Pull out every line from the rows below that contains the word "wall", treating uppercase and lowercase as different.
= = = = = = =
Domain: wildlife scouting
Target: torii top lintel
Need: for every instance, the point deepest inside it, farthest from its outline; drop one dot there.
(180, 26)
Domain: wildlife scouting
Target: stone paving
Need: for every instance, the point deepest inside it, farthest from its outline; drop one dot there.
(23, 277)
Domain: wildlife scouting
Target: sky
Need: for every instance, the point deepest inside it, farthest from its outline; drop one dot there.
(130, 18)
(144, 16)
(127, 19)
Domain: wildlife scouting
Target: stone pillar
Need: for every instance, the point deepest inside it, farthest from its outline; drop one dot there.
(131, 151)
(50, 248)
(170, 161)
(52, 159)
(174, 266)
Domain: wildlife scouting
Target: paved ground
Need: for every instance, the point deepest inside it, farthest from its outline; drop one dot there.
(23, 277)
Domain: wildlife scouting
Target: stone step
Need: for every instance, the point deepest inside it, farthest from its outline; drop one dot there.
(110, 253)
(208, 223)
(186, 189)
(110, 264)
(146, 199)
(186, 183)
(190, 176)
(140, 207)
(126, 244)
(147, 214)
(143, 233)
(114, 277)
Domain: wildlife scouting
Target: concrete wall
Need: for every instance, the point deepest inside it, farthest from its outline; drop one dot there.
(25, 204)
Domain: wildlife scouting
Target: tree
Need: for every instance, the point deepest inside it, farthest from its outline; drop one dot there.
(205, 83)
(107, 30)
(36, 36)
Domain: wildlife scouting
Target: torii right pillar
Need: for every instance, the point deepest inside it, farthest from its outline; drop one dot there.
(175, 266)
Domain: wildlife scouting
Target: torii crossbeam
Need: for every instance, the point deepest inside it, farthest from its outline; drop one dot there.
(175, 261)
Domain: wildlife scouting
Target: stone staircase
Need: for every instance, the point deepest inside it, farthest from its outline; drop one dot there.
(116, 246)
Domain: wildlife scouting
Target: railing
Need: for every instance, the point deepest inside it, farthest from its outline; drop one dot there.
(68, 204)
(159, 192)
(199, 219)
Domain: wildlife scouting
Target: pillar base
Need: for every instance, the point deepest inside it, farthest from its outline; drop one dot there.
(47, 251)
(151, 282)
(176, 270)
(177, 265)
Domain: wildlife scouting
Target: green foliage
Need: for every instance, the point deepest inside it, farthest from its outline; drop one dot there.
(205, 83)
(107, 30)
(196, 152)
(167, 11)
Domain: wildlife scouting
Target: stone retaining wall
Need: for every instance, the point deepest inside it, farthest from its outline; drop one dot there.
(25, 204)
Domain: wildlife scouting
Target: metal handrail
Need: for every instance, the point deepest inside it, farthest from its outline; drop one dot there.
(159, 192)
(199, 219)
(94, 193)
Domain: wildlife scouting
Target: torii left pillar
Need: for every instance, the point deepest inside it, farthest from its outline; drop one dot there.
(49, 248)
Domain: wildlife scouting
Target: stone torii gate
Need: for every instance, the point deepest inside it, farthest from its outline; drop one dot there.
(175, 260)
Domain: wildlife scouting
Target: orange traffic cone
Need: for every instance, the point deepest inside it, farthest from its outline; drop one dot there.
= = = = = = =
Output below:
Target: concrete wall
Target: stone retaining wall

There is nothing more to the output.